=== PROBLEM DETAILS ===
Continue the response essay on Roger Cohen's column "The Past in Our Future," which appears below ahead of the data, starting right after its last sentence.

=== SELECTED EXCERPT ===
↓↓↓
The Past in Our Future (RELS 348)

A response to Roger Cohen’s story “The Past in Our Future”, International New York Times, 27 November 2013

In this news article, author Roger Cohen describes his experience taking his young daughter to see a preserved section of the Berlin Wall in Germany. This section of the wall was preserved in a form that added onto a museum. This, with the help of information posters, was intended to help keep the history of the tragic experience lived by the German and the rest of the European people alive in remembrance. Cohen seemed to be taken aback by his daughter’s comments regarding her inability to relate to the devastating impact the Berlin Wall had on the world. Cohen believed his daughters comments were due to her age as she was born years after the Berlin wall came down. Cohen on the other hand, had experienced the wall and the impact communism had on the whole of the world; believing change was not possible and Europe would never be whole. Cohen reiterated how the world wars and divisions of various obsolete Empires were due to the progress by various leading nations which viewed that specific leadership as needed for that specific point in time. However, looking back the outcomes were disastrous.

Cohen believed time pushed forward at a rapid speed, but with the increased usage of technology we are able to slow our worlds and become virtual beings trapped in our mobile devices. Cohen looked back at his own familial lineage and realized with each new generation various artifacts of information regarding the family was being lost. Cohen goes on to describe how his father attended a school after the Boer war, which was named after the British Monarch at the time. His father’s school had taught values to the children which was to give up most respect to the teachers and reiterating beliefs in the Christian God. However, Cohen is Jewish. His father was segregated from the others during prayer. The year Cohen’s father graduated there was an interesting article in a magazine which said that technology was increasing the advances of face to face contact than in the past.
↑↑↑
=== DATA PROVIDED ===
↓↓↓
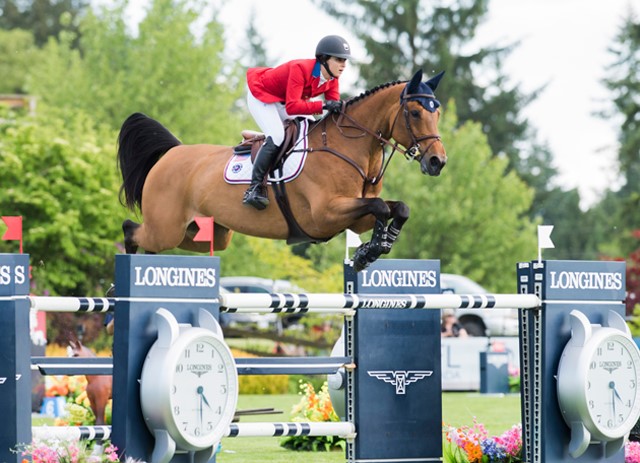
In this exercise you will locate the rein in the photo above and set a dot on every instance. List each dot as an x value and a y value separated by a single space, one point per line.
413 153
↑↑↑
=== OUTPUT FOR THIS EXERCISE ===
Various countries were now closer than in the past and the sense of long distances is decreasing in size due to technological advances. This all was believed to lead to world peace and a continued growth of wealth among the world. Cohen makes a valued point stating this is still being negotiated today. What was said in the past is still being said today, but that should not be the case as peace and prosperity should already have happened; just being maintained now. Instead there is still alienation of different groups among the locals, while advancements in technologies can lead to various exclusions and downfalls within the world. Cohen believes with the increase technology we are losing our insights in the bigger picture. Cohen does side with technology advances aiding Global South countries with reducing poverty, but believes we are running in circles with wars and political and religious turmoil’s among groups. Cohen then adds how the internet has allowed for surveillance by the authoritative governments to run rule over its people. This has contributed to the societal downfalls and lack of social well-being. Cohen believes every dilemma we are faced with is nothing more than what were issues in the past. We partake in acts to only understand the meaning behind them later.

Overall, I found this article to be truthful in the fact that we are all affected by historical events, while time is a continuum. I also believe there is a sense we lose some worth in past major historical events and the continued growth of technology contributes to the good and bad attributes of our world. As stated, I think Cohen had valid points with regards to how we as society are constantly going in a circle of time. Repeated events in different contexts are played out by us and only after the event is acted out do we see there is a relation to the past that should have been avoided. I believe we do not understand how our acts affect society until we review what changed and we revalue our own belief systems. This is a part of what we discussed in class as being aware of our own biases as this affects our ways of thinking. How we view a certain topic is based on what we are taught.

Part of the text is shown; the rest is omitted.